(Stored items)
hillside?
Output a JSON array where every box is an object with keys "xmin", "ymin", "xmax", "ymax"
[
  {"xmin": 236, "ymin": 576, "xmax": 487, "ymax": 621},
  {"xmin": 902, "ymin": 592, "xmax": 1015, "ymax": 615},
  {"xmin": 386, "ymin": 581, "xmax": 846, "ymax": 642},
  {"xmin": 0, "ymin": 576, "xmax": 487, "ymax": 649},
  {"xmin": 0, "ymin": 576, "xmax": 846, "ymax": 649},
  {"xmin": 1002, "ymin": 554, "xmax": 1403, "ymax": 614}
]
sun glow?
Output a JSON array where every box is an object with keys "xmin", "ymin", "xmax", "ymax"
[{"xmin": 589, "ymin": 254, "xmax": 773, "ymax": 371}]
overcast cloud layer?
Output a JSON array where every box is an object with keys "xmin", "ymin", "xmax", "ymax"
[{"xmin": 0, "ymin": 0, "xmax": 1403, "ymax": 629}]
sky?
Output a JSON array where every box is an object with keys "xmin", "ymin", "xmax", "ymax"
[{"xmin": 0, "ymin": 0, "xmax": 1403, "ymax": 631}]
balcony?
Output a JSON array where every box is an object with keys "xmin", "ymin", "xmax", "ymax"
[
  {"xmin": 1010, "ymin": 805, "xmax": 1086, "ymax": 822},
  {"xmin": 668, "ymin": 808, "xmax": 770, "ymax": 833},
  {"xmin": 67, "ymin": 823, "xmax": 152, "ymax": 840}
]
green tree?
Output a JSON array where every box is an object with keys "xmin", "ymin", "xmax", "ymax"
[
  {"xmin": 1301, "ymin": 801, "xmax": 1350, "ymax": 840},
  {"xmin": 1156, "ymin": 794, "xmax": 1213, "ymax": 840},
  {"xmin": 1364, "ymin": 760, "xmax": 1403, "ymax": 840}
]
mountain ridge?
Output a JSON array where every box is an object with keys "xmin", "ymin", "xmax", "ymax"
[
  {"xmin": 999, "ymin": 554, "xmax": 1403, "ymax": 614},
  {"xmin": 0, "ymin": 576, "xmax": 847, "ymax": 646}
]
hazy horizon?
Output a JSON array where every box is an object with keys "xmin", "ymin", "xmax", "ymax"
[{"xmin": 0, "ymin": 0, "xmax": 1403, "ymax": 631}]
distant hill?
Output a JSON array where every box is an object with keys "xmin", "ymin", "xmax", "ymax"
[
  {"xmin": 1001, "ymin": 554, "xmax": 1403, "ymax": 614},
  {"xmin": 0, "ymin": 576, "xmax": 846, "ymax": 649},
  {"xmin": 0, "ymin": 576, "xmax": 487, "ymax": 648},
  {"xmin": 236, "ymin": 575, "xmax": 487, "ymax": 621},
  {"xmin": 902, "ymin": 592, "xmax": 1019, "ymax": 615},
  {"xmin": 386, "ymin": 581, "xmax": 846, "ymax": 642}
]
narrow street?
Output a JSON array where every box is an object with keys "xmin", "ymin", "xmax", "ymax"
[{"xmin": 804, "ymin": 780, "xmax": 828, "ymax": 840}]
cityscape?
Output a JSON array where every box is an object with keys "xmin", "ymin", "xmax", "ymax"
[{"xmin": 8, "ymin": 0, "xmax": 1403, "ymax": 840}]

_Do this_: Lay out all of the data above as a JSON list of strings, one string for each line, leaving out any blank lines.

_Task solution_:
[
  "hillside?",
  "Output a JSON array where every box is an object with keys \"xmin\", \"ymin\", \"xmax\", \"ymax\"",
  "[",
  "  {\"xmin\": 236, \"ymin\": 576, \"xmax\": 487, \"ymax\": 621},",
  "  {\"xmin\": 902, \"ymin\": 592, \"xmax\": 1015, \"ymax\": 615},",
  "  {\"xmin\": 386, \"ymin\": 581, \"xmax\": 846, \"ymax\": 642},",
  "  {\"xmin\": 0, \"ymin\": 576, \"xmax\": 487, \"ymax\": 649},",
  "  {\"xmin\": 0, \"ymin\": 576, \"xmax\": 846, \"ymax\": 649},",
  "  {\"xmin\": 1002, \"ymin\": 554, \"xmax\": 1403, \"ymax\": 614}",
  "]",
  "sun glow?",
  "Output a JSON array where every box is an object with keys \"xmin\", \"ymin\", \"xmax\", \"ymax\"",
  "[{\"xmin\": 589, \"ymin\": 254, \"xmax\": 773, \"ymax\": 371}]",
  "overcast cloud layer?",
  "Output a JSON array where every box is an object with keys \"xmin\", \"ymin\", \"xmax\", \"ymax\"",
  "[{\"xmin\": 0, \"ymin\": 0, \"xmax\": 1403, \"ymax\": 629}]",
  "sky?",
  "Output a JSON array where every box is an object with keys \"xmin\", \"ymin\", \"xmax\", \"ymax\"",
  "[{\"xmin\": 0, \"ymin\": 0, \"xmax\": 1403, \"ymax\": 631}]",
  "balcony?",
  "Output a JSON array where every box is an object with keys \"xmin\", \"ymin\", \"xmax\", \"ymax\"",
  "[",
  "  {\"xmin\": 1010, \"ymin\": 805, \"xmax\": 1086, \"ymax\": 822},",
  "  {\"xmin\": 668, \"ymin\": 808, \"xmax\": 770, \"ymax\": 833},",
  "  {\"xmin\": 67, \"ymin\": 823, \"xmax\": 152, \"ymax\": 840}",
  "]",
  "green tree?",
  "Output a JSON array where every box is an object with keys \"xmin\", \"ymin\", \"xmax\", \"ymax\"",
  "[",
  "  {\"xmin\": 1301, \"ymin\": 801, \"xmax\": 1350, \"ymax\": 840},",
  "  {\"xmin\": 1156, \"ymin\": 794, \"xmax\": 1213, \"ymax\": 840},",
  "  {\"xmin\": 1364, \"ymin\": 760, \"xmax\": 1403, \"ymax\": 840}",
  "]",
  "mountain ridge?",
  "Output a JSON array where every box is an object with keys \"xmin\", \"ymin\", \"xmax\", \"ymax\"",
  "[",
  "  {\"xmin\": 999, \"ymin\": 554, \"xmax\": 1403, \"ymax\": 614},",
  "  {\"xmin\": 0, \"ymin\": 576, \"xmax\": 847, \"ymax\": 646}",
  "]",
  "hazy horizon?",
  "Output a JSON array where every box is an object with keys \"xmin\", \"ymin\", \"xmax\", \"ymax\"",
  "[{\"xmin\": 0, \"ymin\": 0, \"xmax\": 1403, \"ymax\": 631}]",
  "distant hill?",
  "Output a JSON array where every box is an object with keys \"xmin\", \"ymin\", \"xmax\", \"ymax\"",
  "[",
  "  {\"xmin\": 1001, \"ymin\": 554, \"xmax\": 1403, \"ymax\": 614},",
  "  {\"xmin\": 0, \"ymin\": 576, \"xmax\": 846, \"ymax\": 649},",
  "  {\"xmin\": 0, \"ymin\": 576, \"xmax\": 487, \"ymax\": 648},",
  "  {\"xmin\": 236, \"ymin\": 575, \"xmax\": 487, \"ymax\": 621},",
  "  {\"xmin\": 902, \"ymin\": 592, \"xmax\": 1019, \"ymax\": 615},",
  "  {\"xmin\": 386, \"ymin\": 581, \"xmax\": 846, \"ymax\": 642}",
  "]",
  "narrow street?",
  "Output a JSON array where every box is an object with keys \"xmin\", \"ymin\", \"xmax\", \"ymax\"",
  "[{\"xmin\": 804, \"ymin\": 780, \"xmax\": 828, \"ymax\": 840}]",
  "cityscape?",
  "Output a JSON array where every box is an object with keys \"xmin\", \"ymin\", \"xmax\", \"ymax\"",
  "[{\"xmin\": 8, \"ymin\": 0, \"xmax\": 1403, \"ymax\": 840}]"
]